◆ BRIEF ◆
Pick out every line of the listing below that contains the word "order", and copy each of those lines in full.

(Stored data entries)
------------------------------------------------------------------------

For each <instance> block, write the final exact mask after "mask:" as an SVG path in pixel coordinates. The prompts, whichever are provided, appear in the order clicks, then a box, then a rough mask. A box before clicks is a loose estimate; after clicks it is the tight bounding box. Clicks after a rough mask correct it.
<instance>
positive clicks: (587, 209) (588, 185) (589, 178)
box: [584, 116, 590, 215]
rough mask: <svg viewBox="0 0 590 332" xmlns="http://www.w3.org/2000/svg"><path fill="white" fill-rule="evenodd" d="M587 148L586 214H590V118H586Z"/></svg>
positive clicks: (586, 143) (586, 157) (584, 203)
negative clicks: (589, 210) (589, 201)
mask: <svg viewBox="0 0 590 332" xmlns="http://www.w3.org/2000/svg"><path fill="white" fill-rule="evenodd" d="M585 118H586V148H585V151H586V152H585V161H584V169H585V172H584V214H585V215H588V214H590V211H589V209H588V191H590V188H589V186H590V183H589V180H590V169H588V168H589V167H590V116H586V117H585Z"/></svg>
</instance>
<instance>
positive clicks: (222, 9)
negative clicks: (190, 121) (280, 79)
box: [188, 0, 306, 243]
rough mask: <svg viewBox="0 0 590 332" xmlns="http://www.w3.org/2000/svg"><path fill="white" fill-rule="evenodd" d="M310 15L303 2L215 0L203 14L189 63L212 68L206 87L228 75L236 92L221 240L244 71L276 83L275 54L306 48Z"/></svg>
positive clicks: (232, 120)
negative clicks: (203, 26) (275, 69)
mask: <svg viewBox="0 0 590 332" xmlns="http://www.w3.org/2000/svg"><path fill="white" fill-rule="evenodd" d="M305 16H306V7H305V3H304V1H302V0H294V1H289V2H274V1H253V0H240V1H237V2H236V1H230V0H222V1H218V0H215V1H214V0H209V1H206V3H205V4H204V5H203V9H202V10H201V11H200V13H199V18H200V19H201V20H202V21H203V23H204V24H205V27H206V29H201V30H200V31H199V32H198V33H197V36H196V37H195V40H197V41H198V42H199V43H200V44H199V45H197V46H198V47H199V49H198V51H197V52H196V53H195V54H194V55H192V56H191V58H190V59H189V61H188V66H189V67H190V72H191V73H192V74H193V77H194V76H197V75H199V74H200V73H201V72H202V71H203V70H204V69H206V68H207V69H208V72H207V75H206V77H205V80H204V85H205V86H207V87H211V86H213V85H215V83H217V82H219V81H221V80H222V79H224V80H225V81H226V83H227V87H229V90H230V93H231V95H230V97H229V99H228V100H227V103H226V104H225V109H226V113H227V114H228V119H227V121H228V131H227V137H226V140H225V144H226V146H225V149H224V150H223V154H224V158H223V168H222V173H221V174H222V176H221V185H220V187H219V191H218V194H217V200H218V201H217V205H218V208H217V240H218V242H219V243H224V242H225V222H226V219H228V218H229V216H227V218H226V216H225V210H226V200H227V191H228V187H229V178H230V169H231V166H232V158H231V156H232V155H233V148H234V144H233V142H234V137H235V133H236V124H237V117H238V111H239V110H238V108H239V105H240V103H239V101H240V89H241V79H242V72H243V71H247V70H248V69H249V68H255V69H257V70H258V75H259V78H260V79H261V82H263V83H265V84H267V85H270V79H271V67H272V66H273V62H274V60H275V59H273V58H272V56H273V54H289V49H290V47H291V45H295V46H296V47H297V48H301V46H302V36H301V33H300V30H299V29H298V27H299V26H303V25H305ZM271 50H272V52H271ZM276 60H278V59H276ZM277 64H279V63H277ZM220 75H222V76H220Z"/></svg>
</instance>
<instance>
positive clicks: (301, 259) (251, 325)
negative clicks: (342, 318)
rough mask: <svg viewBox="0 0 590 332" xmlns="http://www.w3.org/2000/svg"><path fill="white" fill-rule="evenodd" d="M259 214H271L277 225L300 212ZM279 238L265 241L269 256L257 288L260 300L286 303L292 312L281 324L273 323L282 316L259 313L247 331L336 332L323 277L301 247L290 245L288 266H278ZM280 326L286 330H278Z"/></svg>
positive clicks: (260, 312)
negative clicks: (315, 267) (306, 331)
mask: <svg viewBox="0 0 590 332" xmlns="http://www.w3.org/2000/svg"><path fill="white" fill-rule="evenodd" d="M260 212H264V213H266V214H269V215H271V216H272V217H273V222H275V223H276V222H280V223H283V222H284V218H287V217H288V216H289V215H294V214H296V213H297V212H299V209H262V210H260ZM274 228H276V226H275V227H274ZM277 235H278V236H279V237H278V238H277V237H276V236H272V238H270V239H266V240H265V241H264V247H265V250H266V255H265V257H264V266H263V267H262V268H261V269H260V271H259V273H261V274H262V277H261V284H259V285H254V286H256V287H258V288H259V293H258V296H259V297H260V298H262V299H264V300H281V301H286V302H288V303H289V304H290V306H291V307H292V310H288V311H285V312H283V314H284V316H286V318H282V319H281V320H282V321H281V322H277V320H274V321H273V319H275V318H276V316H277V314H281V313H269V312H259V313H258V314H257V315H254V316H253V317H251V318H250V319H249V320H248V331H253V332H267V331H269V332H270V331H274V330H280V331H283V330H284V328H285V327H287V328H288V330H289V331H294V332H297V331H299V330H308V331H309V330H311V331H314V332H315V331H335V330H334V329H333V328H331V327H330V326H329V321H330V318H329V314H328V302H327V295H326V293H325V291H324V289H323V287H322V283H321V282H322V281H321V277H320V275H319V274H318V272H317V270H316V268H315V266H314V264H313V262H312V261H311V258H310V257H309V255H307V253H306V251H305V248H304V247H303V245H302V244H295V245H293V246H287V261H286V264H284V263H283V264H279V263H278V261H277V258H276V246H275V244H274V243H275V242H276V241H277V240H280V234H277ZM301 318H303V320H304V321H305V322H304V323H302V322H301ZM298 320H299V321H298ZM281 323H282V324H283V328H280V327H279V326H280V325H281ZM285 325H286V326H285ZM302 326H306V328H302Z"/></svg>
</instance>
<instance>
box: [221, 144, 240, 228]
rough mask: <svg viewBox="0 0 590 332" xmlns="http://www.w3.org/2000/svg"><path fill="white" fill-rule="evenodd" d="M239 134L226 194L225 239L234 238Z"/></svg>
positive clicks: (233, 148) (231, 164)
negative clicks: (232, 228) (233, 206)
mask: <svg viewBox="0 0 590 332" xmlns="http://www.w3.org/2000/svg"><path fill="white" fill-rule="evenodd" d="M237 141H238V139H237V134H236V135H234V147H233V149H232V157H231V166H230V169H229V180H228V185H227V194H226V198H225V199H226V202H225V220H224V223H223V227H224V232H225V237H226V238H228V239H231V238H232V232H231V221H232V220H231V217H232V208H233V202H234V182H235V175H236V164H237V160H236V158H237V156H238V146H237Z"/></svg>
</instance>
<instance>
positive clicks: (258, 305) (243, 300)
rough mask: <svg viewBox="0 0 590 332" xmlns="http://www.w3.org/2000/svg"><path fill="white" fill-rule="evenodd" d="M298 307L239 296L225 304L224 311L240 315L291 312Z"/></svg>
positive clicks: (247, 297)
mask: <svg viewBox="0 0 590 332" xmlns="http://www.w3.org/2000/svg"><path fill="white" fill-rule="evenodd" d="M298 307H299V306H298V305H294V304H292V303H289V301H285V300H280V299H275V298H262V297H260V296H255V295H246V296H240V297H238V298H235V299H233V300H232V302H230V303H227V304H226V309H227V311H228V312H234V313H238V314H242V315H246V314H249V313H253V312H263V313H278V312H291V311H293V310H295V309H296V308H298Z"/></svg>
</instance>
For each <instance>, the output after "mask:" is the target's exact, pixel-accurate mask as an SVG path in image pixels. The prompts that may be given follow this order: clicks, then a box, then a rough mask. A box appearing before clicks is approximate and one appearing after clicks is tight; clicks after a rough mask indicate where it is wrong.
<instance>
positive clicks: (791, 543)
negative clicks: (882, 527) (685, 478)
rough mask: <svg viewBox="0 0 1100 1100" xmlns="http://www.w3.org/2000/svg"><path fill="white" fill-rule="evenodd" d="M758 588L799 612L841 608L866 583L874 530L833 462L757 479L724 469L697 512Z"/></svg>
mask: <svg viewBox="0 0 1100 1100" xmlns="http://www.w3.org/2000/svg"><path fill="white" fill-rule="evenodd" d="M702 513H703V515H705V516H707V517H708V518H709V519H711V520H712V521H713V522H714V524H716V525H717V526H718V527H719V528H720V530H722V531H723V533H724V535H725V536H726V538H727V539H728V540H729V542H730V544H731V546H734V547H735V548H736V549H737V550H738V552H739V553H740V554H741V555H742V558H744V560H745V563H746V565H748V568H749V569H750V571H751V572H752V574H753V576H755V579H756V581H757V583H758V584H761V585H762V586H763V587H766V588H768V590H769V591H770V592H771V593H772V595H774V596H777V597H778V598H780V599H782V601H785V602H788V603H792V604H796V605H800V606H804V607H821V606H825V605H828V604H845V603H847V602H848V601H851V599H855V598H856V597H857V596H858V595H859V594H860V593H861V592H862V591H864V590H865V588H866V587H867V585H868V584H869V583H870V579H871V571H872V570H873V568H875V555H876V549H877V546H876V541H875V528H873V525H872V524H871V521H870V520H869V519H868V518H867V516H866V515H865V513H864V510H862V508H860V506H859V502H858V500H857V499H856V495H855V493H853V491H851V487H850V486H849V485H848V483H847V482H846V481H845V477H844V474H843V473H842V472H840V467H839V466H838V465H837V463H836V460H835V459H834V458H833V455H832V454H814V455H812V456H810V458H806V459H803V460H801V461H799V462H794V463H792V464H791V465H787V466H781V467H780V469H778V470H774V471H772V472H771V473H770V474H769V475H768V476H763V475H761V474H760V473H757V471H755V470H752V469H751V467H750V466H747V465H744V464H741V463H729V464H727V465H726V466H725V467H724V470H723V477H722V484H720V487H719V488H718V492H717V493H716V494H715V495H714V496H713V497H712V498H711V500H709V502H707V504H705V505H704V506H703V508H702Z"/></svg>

------------------------------------------------------------------------

◆ ANSWER BOX ◆
For each <instance> block, write the final exact mask after "mask:" as an SVG path in pixel coordinates. The prompts, whichever are provided, appear in the order clicks, then a box, then a rough mask. A box before clicks is a loose estimate; after clicks it is the tight bounding box. Clicks after a rough mask correct it.
For each <instance>, the output after "mask:" is the target's exact, pixel-accurate mask as an SVG path in image pixels. The prompts that may be given follow this order: clicks, then a box, then a rough mask. A box appearing before clicks is approximate and one appearing after clicks is tight; clicks after a rough mask indicate where it is wrong.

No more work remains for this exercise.